WHAT IS REQUIRED: In the data that follows, count every line holding the string "negative" and give the count alone.

EXTRACTED INFORMATION:

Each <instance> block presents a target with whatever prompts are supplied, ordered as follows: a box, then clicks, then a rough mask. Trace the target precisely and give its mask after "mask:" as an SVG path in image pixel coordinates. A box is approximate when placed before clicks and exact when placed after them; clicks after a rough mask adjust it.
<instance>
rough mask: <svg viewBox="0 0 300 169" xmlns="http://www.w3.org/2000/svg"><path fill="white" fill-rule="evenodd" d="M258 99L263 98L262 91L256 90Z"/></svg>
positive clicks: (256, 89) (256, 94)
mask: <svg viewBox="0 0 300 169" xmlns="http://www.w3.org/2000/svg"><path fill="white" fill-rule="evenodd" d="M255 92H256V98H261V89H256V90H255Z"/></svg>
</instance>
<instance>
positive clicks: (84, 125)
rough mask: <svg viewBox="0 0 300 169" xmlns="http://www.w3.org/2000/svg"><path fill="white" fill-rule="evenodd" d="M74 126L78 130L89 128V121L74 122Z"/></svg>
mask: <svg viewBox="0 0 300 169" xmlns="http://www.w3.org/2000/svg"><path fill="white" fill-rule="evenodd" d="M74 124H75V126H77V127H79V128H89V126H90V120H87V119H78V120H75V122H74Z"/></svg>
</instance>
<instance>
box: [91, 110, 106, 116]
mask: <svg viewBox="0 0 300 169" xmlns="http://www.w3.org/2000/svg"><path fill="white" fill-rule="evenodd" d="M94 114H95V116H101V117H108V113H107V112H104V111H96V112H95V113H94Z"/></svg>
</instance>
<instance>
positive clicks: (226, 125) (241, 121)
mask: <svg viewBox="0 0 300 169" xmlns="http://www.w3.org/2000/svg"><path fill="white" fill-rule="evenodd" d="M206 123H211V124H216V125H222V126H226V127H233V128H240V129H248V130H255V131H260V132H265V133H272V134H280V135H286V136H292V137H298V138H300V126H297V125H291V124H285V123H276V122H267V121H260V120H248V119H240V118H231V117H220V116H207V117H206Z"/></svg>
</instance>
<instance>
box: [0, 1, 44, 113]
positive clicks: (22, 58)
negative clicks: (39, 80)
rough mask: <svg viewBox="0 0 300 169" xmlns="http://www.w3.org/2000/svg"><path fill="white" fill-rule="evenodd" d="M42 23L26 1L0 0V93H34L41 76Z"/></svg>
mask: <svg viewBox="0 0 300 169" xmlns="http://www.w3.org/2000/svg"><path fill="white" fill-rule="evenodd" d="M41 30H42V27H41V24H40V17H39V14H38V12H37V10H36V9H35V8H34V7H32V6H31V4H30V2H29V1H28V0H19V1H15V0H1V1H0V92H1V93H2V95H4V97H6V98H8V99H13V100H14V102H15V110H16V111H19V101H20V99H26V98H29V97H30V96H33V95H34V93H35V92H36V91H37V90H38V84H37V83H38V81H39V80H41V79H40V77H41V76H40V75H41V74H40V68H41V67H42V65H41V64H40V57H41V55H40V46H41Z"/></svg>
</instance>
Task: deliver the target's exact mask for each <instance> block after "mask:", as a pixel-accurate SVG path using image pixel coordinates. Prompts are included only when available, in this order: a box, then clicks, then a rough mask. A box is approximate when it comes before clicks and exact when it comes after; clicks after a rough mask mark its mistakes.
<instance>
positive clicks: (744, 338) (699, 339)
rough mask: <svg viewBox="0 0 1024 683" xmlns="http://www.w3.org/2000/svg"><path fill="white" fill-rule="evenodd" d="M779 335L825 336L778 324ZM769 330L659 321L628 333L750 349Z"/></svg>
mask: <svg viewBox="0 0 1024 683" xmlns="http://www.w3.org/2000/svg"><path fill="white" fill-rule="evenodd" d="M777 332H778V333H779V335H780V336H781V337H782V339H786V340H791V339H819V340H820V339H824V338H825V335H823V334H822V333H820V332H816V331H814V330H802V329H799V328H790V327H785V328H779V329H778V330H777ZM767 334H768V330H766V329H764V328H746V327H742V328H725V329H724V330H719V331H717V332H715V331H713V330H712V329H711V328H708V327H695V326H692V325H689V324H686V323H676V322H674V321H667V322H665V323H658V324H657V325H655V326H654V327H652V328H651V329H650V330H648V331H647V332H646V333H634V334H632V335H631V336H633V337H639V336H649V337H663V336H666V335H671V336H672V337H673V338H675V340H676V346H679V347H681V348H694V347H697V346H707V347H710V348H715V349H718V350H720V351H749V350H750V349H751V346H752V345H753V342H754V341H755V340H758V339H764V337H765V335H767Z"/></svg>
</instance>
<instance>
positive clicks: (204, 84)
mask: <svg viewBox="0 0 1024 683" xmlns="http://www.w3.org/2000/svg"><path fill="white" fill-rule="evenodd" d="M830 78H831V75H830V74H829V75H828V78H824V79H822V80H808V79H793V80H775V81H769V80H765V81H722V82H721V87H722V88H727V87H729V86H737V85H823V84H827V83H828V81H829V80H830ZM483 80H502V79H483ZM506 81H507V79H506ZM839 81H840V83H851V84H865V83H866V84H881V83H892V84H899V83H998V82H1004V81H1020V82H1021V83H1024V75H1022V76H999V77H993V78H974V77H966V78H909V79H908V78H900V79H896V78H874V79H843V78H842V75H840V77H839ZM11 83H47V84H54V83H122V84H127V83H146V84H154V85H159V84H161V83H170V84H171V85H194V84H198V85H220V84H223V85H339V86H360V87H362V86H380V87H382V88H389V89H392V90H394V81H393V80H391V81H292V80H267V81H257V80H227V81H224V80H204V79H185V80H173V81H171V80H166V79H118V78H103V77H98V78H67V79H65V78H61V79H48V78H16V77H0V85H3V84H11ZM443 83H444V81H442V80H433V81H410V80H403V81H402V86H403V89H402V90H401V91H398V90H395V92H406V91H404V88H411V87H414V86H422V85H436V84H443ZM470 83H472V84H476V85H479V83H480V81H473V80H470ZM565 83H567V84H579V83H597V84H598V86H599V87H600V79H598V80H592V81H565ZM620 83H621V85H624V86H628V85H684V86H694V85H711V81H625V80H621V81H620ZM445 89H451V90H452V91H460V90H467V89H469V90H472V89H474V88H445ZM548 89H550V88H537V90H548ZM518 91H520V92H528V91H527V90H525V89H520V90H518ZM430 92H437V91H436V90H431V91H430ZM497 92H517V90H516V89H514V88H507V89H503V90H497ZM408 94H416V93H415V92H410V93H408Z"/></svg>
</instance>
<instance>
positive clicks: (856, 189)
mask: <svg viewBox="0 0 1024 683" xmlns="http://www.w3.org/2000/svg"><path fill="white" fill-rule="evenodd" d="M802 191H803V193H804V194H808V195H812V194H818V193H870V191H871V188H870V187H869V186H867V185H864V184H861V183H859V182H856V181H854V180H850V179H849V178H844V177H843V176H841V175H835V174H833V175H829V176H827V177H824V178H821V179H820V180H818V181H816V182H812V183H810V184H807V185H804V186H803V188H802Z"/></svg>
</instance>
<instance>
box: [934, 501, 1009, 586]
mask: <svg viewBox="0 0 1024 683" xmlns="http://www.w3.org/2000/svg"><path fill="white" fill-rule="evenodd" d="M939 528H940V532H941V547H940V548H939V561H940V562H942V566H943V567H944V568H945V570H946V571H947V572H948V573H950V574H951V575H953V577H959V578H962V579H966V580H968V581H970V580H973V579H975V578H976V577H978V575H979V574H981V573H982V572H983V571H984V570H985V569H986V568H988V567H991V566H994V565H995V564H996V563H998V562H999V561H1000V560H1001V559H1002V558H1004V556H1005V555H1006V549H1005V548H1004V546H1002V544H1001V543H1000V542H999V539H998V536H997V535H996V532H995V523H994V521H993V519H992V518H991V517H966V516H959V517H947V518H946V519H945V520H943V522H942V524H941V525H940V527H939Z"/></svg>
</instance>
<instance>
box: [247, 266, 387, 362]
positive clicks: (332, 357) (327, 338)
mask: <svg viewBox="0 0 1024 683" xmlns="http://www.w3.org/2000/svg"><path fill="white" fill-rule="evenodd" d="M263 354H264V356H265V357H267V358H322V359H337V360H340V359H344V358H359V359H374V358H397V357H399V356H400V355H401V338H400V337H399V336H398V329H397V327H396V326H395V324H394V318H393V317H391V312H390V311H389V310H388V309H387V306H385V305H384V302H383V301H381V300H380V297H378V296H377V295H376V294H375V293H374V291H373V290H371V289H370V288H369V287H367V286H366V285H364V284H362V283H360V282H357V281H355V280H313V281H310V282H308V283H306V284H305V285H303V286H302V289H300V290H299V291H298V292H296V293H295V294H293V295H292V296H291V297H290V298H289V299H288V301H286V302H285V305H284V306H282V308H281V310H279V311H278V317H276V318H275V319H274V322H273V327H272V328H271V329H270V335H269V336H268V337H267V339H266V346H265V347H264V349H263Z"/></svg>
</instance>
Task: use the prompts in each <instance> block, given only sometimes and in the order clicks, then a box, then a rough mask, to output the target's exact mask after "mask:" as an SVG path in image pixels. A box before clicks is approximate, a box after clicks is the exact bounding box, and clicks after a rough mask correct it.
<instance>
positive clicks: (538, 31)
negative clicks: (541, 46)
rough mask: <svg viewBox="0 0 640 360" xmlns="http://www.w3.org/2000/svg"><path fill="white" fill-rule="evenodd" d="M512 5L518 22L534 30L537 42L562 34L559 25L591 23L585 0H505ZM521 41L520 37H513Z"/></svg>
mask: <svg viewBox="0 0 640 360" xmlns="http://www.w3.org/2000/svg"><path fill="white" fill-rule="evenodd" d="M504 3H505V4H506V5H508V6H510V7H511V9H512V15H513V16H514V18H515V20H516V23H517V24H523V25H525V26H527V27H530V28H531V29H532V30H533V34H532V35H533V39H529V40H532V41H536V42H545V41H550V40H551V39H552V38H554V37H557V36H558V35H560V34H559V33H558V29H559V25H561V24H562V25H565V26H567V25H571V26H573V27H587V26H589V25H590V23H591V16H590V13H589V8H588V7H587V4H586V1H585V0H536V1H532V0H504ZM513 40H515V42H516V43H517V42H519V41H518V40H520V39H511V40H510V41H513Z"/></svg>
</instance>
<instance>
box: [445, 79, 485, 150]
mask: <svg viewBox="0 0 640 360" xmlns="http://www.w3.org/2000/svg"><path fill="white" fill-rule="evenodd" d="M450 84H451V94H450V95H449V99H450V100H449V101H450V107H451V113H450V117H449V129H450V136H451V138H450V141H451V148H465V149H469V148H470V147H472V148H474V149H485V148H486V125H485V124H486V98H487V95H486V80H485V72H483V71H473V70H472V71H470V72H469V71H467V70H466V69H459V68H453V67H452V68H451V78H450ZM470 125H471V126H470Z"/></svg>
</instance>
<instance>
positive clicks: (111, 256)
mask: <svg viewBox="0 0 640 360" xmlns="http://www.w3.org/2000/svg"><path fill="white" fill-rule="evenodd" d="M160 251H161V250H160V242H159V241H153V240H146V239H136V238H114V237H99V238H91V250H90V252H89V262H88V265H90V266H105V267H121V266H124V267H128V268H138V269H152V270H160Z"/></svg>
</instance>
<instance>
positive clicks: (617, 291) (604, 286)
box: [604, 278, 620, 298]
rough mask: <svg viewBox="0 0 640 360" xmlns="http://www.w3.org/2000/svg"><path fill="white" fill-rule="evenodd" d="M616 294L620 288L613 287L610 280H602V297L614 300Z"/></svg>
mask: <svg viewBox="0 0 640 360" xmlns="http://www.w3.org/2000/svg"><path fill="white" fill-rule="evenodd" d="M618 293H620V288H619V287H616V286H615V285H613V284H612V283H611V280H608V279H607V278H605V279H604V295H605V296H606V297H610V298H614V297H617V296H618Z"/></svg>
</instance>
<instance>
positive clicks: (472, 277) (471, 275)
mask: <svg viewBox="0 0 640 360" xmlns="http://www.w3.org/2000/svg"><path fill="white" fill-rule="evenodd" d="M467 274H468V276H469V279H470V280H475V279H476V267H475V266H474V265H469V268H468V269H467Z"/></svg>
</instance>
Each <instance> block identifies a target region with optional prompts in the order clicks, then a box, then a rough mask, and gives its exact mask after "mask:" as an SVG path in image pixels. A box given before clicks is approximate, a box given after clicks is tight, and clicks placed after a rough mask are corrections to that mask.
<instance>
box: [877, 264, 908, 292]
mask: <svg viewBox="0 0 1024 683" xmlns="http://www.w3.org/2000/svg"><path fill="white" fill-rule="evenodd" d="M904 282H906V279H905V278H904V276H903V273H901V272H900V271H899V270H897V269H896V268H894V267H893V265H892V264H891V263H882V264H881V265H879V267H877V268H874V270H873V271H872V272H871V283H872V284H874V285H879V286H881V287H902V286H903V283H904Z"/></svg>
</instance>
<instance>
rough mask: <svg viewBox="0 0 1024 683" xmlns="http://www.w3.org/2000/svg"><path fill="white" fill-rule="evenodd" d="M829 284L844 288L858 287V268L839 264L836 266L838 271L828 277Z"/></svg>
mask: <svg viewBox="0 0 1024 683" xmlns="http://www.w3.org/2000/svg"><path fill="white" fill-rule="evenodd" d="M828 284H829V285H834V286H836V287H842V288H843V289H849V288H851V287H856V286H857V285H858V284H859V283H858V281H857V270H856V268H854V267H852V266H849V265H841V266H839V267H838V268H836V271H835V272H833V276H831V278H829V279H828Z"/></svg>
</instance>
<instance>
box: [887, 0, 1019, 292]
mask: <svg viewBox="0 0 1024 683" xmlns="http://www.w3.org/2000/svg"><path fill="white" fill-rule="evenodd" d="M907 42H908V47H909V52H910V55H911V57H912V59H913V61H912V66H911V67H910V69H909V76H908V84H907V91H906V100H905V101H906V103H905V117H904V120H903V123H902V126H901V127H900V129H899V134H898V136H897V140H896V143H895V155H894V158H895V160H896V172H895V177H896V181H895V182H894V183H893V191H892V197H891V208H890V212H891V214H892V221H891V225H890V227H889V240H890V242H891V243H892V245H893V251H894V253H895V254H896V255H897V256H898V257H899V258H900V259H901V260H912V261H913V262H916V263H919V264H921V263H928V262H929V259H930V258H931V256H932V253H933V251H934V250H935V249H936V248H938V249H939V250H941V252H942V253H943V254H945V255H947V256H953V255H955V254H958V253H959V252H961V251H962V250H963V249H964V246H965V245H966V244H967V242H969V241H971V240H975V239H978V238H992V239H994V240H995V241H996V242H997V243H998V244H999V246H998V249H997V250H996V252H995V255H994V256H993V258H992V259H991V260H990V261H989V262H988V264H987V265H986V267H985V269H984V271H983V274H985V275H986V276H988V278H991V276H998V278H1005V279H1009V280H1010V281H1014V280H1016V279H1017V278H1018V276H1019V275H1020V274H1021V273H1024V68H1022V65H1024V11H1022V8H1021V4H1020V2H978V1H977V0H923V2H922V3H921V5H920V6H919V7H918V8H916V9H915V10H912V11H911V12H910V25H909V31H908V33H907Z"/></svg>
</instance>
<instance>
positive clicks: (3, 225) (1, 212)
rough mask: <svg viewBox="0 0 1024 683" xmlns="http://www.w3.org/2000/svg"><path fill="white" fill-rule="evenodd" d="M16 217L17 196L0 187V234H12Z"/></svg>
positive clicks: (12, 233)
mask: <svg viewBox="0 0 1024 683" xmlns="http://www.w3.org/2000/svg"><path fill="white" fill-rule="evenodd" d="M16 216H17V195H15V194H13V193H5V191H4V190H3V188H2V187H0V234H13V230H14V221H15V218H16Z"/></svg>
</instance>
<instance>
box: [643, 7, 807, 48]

EXERCISE RESPONSE: 2